§ **Work task**
Among the lines of the data, copy those that hold "elbow".

§ **Information given**
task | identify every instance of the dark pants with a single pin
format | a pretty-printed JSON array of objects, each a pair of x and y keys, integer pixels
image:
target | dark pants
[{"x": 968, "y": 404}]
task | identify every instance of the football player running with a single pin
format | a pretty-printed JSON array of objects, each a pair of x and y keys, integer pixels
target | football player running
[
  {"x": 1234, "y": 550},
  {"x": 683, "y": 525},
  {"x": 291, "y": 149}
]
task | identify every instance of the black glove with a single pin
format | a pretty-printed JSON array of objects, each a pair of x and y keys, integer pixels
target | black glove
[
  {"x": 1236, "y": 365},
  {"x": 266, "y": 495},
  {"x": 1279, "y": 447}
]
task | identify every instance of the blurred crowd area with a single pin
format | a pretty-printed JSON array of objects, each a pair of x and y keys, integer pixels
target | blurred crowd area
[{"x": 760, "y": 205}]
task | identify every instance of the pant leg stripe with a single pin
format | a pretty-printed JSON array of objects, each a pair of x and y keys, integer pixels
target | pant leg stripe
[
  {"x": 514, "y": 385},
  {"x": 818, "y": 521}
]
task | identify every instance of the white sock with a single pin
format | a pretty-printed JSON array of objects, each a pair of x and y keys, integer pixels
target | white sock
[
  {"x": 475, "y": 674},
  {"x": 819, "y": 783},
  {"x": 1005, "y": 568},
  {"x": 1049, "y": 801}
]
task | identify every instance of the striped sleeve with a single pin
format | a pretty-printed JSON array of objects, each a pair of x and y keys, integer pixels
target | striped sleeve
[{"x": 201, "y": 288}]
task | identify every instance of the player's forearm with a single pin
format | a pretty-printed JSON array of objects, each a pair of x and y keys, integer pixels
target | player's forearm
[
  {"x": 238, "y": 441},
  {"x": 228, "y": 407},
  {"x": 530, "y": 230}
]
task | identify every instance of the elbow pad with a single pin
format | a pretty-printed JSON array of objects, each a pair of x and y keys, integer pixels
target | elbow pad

§ **Reply to the exercise**
task | identify every instance of the elbow pad with a single pin
target | elbow pad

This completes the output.